### 課題文
以下の全身性エリテマトーデスの闘病に関する文章から、「難病である全身性エリテマトー」で始まり「学生として勉学に励んでいる。」までの部分を一字一句変えずに書き写してください。

### 文書抜粋
【闘病】現医学では完治しない全身性エリテマトーデスだけど「後悔ない人生を送りたい」
難病である全身性エリテマトーデス(SLE)との闘病生活を続ける陽子さん(仮称)。治療と向き合いながら、自分の経験を生かしたいという思いから、看護師を目指して新たな道を歩み始めました。命の大切さを実感しながら日々を前向きに生きる陽子さんの姿をお届けします。
体験者プロフィール:
陽子さん(仮称)
東京都在住、1997年生まれ。診断時は大学3年生。2017年に全身性エリテマトーデス(SLE)を発症。2018年に確定診断を受け治療を開始する。ステロイドパルス療法を受け、ステロイドの内服を開始。その後、寛解・再燃を繰り返す。また、SLEに合併し抗リン脂質抗体症候群(APS)を発症。現在はSLEに対する治療を受けながらも、看護学生として勉学に励んでいる。

### データ一覧

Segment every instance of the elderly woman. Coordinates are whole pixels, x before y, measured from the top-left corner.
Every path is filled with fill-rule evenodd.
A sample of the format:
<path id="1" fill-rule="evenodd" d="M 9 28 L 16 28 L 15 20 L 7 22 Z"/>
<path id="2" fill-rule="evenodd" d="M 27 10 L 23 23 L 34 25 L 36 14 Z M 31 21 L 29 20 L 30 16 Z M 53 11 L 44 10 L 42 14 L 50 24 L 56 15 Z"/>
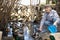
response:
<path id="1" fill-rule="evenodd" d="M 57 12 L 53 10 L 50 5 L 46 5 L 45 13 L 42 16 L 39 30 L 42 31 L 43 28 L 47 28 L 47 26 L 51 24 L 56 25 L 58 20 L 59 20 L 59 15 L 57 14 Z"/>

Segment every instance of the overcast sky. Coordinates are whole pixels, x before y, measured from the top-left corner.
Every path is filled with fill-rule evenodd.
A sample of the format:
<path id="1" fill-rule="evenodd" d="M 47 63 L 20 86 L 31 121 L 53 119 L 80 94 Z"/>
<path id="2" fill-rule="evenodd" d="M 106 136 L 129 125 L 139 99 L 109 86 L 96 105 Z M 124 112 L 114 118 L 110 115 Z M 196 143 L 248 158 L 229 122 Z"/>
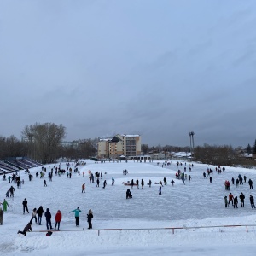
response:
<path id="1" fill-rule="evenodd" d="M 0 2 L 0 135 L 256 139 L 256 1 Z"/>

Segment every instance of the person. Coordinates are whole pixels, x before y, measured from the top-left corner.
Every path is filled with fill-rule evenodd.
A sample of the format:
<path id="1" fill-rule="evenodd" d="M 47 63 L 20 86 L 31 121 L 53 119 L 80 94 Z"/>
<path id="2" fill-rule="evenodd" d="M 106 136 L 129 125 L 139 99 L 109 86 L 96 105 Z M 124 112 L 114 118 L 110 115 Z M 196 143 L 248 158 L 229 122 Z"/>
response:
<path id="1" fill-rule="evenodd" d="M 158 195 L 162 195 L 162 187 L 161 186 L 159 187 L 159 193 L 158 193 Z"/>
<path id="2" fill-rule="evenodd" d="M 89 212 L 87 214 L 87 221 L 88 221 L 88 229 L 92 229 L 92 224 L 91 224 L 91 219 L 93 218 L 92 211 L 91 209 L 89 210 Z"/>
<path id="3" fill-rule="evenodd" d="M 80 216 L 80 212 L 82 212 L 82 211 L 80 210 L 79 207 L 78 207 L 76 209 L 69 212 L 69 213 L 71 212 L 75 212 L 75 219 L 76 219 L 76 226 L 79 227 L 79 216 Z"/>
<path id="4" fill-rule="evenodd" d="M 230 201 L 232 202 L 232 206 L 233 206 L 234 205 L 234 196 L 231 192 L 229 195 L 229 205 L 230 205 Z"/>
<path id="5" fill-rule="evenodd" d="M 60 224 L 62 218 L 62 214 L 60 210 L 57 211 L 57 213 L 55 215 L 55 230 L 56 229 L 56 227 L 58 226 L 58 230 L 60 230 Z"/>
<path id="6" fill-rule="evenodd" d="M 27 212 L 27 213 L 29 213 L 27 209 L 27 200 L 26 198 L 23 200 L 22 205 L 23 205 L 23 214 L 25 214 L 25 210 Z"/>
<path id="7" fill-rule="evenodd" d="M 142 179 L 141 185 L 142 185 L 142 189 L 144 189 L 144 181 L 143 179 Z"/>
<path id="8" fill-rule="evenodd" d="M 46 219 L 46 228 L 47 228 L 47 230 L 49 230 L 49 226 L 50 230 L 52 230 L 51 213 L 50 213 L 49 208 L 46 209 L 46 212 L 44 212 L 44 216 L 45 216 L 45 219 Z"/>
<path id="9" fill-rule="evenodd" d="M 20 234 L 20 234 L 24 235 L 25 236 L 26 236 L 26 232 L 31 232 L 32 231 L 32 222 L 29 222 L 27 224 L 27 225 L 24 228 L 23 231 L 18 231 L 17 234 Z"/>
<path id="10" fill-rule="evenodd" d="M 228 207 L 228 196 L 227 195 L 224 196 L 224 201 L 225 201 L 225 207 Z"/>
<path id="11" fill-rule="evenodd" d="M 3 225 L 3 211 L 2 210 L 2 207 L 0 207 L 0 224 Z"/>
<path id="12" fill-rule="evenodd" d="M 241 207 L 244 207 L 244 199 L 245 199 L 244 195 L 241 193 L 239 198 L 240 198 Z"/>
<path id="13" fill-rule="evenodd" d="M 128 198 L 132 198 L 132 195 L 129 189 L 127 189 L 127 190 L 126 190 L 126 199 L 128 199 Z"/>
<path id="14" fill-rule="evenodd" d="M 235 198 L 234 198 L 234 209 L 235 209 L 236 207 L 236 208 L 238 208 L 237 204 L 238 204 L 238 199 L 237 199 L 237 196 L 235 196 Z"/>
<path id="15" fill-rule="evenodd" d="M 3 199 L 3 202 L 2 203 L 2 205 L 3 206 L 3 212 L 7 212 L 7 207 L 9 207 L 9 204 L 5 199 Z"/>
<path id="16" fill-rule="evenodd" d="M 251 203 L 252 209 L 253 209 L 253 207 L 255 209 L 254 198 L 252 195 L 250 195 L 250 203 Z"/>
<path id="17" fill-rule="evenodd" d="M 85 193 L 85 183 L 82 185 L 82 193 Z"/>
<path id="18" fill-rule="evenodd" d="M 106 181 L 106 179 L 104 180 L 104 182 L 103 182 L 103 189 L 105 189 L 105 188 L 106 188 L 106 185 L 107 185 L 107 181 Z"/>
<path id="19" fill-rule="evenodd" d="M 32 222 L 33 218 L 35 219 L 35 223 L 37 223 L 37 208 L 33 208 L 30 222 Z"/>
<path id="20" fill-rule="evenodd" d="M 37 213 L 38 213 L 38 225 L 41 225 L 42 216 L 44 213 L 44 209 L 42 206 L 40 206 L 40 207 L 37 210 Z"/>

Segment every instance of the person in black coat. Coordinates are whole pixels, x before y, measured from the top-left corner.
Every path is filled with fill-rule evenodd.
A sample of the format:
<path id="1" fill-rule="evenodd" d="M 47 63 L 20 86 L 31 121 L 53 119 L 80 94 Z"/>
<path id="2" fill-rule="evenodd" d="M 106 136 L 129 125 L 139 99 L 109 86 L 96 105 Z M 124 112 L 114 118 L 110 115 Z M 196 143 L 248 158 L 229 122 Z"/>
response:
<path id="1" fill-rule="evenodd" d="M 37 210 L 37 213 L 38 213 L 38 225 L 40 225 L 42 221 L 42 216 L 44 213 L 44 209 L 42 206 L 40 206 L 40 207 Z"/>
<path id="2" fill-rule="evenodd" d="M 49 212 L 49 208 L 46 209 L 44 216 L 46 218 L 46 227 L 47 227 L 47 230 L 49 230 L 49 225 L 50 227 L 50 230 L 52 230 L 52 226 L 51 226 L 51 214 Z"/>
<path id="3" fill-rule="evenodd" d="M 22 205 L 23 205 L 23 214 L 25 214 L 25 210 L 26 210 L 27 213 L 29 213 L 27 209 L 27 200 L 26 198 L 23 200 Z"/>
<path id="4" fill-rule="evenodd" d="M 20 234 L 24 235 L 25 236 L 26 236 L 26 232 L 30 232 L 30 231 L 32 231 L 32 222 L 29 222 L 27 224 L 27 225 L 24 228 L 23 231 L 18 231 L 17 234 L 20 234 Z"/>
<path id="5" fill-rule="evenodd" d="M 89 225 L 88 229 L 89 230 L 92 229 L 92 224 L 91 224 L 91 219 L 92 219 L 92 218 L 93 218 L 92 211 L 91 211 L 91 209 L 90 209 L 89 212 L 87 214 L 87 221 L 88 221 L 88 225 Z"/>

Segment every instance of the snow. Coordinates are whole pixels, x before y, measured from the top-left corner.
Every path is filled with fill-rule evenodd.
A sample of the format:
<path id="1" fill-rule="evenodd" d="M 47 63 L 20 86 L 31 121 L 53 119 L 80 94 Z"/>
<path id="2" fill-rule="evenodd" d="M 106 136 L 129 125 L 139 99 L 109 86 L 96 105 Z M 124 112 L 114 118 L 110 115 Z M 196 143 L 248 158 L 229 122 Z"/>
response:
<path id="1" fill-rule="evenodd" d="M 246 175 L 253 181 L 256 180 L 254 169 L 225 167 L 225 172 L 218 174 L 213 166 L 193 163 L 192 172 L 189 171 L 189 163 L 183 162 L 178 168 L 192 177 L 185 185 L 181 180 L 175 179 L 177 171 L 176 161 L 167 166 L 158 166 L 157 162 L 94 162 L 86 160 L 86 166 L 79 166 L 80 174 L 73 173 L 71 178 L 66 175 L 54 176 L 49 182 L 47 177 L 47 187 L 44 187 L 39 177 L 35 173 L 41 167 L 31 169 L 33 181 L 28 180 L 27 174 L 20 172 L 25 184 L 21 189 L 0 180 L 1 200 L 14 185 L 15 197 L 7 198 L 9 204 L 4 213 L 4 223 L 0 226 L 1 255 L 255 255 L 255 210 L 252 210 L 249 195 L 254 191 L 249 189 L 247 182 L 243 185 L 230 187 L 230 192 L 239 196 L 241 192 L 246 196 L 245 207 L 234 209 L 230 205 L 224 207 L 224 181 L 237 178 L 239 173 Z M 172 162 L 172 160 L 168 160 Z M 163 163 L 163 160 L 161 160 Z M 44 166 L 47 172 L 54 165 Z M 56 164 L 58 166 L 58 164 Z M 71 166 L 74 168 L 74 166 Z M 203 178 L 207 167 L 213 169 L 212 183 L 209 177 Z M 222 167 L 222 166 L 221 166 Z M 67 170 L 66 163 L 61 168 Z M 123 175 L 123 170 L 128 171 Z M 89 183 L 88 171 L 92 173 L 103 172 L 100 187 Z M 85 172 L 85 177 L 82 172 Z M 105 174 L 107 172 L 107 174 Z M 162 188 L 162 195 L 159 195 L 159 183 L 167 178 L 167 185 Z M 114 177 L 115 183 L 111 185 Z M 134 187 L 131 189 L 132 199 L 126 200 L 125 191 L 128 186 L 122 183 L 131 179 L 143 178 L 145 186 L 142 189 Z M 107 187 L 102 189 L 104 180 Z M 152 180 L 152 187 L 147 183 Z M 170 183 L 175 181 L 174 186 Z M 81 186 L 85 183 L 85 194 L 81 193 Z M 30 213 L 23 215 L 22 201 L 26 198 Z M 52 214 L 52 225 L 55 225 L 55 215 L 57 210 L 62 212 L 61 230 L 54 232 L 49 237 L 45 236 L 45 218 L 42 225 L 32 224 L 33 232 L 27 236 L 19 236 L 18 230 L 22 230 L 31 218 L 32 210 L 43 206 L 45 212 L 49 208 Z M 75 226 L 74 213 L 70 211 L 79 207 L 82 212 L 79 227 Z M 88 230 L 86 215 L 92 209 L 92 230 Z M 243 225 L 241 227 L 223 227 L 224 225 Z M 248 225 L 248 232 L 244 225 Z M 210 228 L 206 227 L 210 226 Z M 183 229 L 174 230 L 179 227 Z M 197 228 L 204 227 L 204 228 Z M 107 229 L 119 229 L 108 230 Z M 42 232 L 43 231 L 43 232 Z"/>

--

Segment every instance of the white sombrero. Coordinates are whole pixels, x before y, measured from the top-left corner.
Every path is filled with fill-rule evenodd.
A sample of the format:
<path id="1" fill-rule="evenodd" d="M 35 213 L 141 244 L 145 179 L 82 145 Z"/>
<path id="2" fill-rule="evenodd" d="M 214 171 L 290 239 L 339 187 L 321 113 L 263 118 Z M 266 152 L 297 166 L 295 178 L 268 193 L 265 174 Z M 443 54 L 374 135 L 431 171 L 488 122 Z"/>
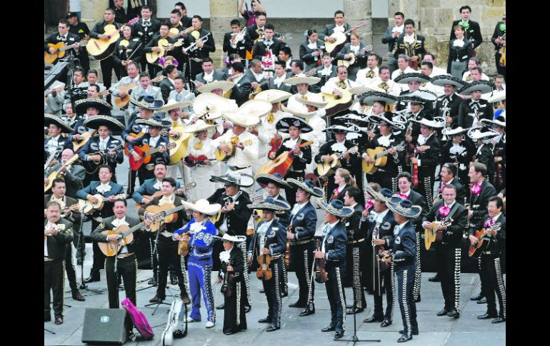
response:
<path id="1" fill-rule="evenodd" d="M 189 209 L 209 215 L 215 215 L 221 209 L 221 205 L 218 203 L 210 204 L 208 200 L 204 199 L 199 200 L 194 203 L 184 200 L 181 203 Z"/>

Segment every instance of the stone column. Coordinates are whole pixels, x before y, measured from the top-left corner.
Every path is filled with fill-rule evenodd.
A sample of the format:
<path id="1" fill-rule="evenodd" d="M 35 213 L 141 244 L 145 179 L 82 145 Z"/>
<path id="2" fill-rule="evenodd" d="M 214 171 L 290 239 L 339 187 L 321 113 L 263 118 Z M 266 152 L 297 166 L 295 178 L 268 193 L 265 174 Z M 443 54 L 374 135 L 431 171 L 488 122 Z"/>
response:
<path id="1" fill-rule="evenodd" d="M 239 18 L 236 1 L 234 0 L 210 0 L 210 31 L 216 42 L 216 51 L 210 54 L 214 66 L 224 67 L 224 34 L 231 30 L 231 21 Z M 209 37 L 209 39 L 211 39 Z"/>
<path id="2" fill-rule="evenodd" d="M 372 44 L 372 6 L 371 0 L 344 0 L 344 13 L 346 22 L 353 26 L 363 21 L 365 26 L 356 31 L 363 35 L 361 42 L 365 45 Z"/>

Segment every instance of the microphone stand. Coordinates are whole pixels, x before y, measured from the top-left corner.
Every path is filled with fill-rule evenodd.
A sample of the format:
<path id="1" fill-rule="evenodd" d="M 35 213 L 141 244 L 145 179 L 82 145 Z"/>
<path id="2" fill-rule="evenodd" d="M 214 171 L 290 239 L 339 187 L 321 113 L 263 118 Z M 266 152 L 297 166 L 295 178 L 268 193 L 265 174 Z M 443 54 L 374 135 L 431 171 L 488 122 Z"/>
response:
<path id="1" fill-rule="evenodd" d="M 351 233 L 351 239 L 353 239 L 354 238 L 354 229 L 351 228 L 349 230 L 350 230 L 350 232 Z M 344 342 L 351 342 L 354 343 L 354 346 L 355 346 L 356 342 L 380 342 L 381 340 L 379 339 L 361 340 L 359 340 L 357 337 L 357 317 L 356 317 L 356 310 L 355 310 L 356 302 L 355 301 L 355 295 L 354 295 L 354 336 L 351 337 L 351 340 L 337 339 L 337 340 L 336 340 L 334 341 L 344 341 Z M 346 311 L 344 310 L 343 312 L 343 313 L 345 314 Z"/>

==

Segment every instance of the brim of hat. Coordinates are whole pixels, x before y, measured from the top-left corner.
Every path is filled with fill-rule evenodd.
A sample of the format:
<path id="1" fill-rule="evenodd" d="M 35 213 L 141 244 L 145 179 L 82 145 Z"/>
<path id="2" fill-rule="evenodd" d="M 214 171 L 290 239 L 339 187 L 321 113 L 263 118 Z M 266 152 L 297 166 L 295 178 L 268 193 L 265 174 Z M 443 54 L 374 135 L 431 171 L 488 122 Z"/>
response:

### 解答例
難病である全身性エリテマトーデス(SLE)との闘病生活を続ける陽子さん(仮称)。治療と向き合いながら、自分の経験を生かしたいという思いから、看護師を目指して新たな道を歩み始めました。命の大切さを実感しながら日々を前向きに生きる陽子さんの姿をお届けします。
体験者プロフィール:
陽子さん(仮称)
東京都在住、1997年生まれ。診断時は大学3年生。2017年に全身性エリテマトーデス(SLE)を発症。2018年に確定診断を受け治療を開始する。ステロイドパルス療法を受け、ステロイドの内服を開始。その後、寛解・再燃を繰り返す。また、SLEに合併し抗リン脂質抗体症候群(APS)を発症。現在はSLEに対する治療を受けながらも、看護学生として勉学に励んでいる。